** Job **
Produce an exact copy of all the records.

** Records supplied **
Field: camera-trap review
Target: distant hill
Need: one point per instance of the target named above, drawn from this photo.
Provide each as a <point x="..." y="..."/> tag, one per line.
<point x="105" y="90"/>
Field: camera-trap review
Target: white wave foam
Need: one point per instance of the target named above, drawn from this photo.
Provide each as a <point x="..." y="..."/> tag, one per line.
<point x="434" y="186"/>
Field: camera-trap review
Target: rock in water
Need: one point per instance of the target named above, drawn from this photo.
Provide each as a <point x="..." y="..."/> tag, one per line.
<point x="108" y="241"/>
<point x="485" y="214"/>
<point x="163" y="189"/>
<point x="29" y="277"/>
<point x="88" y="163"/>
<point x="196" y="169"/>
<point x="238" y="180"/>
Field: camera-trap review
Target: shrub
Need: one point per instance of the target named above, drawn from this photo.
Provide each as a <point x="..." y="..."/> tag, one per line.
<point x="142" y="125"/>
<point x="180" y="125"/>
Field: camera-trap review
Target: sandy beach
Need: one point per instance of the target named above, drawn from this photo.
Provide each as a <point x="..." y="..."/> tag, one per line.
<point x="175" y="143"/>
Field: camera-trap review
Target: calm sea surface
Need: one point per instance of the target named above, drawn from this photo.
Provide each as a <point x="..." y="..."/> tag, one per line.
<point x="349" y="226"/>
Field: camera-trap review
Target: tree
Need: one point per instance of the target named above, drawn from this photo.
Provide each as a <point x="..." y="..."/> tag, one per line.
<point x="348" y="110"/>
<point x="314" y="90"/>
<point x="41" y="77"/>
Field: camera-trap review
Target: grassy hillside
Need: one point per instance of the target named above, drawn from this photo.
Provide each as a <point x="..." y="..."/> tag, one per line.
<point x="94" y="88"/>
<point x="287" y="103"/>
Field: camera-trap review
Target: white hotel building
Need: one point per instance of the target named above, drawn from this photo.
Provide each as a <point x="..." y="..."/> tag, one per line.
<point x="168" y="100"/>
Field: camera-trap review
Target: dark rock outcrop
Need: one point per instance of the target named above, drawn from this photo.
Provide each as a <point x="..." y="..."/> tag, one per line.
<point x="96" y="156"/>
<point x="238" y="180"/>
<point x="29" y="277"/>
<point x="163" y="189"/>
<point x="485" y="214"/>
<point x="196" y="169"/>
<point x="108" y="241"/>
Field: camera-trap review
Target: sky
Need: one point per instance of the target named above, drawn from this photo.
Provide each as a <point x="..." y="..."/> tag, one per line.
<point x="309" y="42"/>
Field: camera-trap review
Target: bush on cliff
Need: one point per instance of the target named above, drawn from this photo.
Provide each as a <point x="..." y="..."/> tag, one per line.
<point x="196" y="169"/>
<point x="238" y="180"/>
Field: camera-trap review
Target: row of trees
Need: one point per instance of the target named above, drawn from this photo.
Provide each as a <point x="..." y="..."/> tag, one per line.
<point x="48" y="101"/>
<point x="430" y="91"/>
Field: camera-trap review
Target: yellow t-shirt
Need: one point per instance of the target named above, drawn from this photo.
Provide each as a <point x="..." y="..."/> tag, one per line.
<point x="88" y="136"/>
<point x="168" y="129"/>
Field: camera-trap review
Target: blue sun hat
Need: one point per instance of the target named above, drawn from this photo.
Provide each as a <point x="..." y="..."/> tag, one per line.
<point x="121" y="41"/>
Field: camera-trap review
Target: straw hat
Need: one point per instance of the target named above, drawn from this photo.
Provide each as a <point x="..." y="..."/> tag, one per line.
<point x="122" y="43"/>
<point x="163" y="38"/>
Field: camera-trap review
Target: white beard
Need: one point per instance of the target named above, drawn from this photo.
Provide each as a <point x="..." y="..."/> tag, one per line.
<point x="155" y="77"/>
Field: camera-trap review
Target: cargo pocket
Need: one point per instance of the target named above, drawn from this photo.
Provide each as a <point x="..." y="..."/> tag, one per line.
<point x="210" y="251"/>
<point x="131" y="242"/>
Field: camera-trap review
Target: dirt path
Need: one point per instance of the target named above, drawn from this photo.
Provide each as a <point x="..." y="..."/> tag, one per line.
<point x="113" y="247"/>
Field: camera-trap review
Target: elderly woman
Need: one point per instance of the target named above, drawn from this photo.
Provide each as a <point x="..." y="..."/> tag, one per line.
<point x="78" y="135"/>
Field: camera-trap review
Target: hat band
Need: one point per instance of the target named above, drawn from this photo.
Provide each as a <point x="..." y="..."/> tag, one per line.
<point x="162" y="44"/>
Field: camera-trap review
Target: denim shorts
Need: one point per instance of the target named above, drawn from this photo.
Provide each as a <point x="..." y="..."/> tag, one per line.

** Right answer **
Field: camera-trap review
Target: distant hill
Need: one point per instance of the target named above, drawn from this photo.
Provide each as a <point x="..." y="..."/> tag, one per line.
<point x="105" y="90"/>
Field: camera-trap review
Target: white wave foam
Need: one point per instance of the target named above, drawn from this photo.
Provide each as a <point x="..." y="..."/> tag, one per line.
<point x="434" y="186"/>
Field: camera-trap review
Target: rock in water
Need: one point per instance of the target named above, drawn from this photo.
Provide each as a <point x="..." y="..."/> tag, one per line.
<point x="108" y="241"/>
<point x="485" y="214"/>
<point x="163" y="189"/>
<point x="29" y="277"/>
<point x="88" y="163"/>
<point x="196" y="169"/>
<point x="238" y="180"/>
Field: camera-trap review
Target: shrub
Need: one point per instance of the target named above, drawn from this photo.
Provide each as a <point x="..." y="..."/> tag, one per line.
<point x="142" y="125"/>
<point x="180" y="125"/>
Field: camera-trap review
Target: sandy beach
Need: one point per instance of the target named above, drawn from this photo.
Provide each as a <point x="..." y="..."/> tag, one per line.
<point x="175" y="143"/>
Field: camera-trap review
Target: calm sea surface
Need: one point per instance of the target named above, drawn from this photo.
Provide each as a <point x="..." y="..."/> tag, one per line.
<point x="349" y="226"/>
Field: camera-trap review
Target: tree
Need: one point per instance of the target named above, drawn from this photo.
Provide each as a <point x="..." y="..."/> tag, one per line.
<point x="348" y="110"/>
<point x="314" y="90"/>
<point x="41" y="77"/>
Field: camera-trap review
Target: grassy hillside
Need: one point per instance of the target named above, drawn from this photo.
Provide each as a <point x="..." y="..."/> tag, one per line.
<point x="94" y="88"/>
<point x="287" y="103"/>
Field: camera-trap review
Target: white hotel building
Need: one point per instance of the target named above, drawn from this photo.
Provide each as a <point x="..." y="..."/> tag, one per line.
<point x="168" y="100"/>
Field: camera-trap review
Target: dark rock outcrop
Need: one point per instance of the target named above, drawn from this photo.
Provide each as a <point x="..." y="..."/> tag, one per line.
<point x="96" y="156"/>
<point x="238" y="180"/>
<point x="29" y="277"/>
<point x="163" y="189"/>
<point x="485" y="214"/>
<point x="196" y="169"/>
<point x="108" y="241"/>
Field: camera-trap review
Target: sky
Need: one point per instance of the target named above, drawn from this photo.
Provide each as a <point x="..." y="..."/> tag, one per line.
<point x="309" y="42"/>
Field: camera-trap review
Target: bush on cliff
Need: one point per instance of the target named above, drawn from this photo.
Provide each as a <point x="..." y="..."/> tag, one per line.
<point x="196" y="169"/>
<point x="238" y="180"/>
Field: camera-trap review
Target: row of trees
Need: one point per instance of the target named above, drawn from this photo.
Provide each as a <point x="..." y="..."/> tag, one per line.
<point x="48" y="101"/>
<point x="430" y="91"/>
Field: camera-trap review
Target: yellow t-shirt
Need: one point per instance of the target named above, drawn from this photo.
Provide each as a <point x="..." y="..."/> tag, one per line.
<point x="88" y="136"/>
<point x="168" y="129"/>
Field: camera-trap review
Target: blue sun hat
Need: one point per instance of the target named above, drawn from this photo.
Provide each as a <point x="..." y="..."/> tag, one per line.
<point x="121" y="41"/>
Field: camera-trap review
Target: straw hat
Need: one point per instance of the target named above, drawn from this photo.
Provide each as a <point x="..." y="..."/> tag, one per line.
<point x="122" y="43"/>
<point x="163" y="38"/>
Field: camera-trap review
Target: white beard
Need: one point per instance of the target named above, drawn from this photo.
Provide each as a <point x="..." y="..."/> tag, one per line.
<point x="155" y="77"/>
Field: camera-trap review
Target: cargo pocket
Need: one point per instance of the target named above, drawn from this photo.
Provide each as a <point x="..." y="..."/> tag, one per line.
<point x="210" y="251"/>
<point x="131" y="242"/>
Field: camera-trap review
Target: dirt path
Need: one point per instance of the target named above, drawn from this photo.
Provide each as a <point x="..." y="..."/> tag, one per line.
<point x="113" y="247"/>
Field: camera-trap review
Target: elderly woman
Need: one point per instance of the target named above, drawn from this photo.
Provide each as a <point x="..." y="..."/> tag, one per line.
<point x="78" y="135"/>
Field: camera-trap review
Target: hat band
Need: one point per instance of the target named above, drawn from this photo.
Provide each as a <point x="..." y="..."/> tag, one per line.
<point x="162" y="44"/>
Field: camera-trap review
Target: denim shorts
Need: one point per instance of the target named above, drawn from this photo.
Provide each as a <point x="..." y="..."/> tag, one per line.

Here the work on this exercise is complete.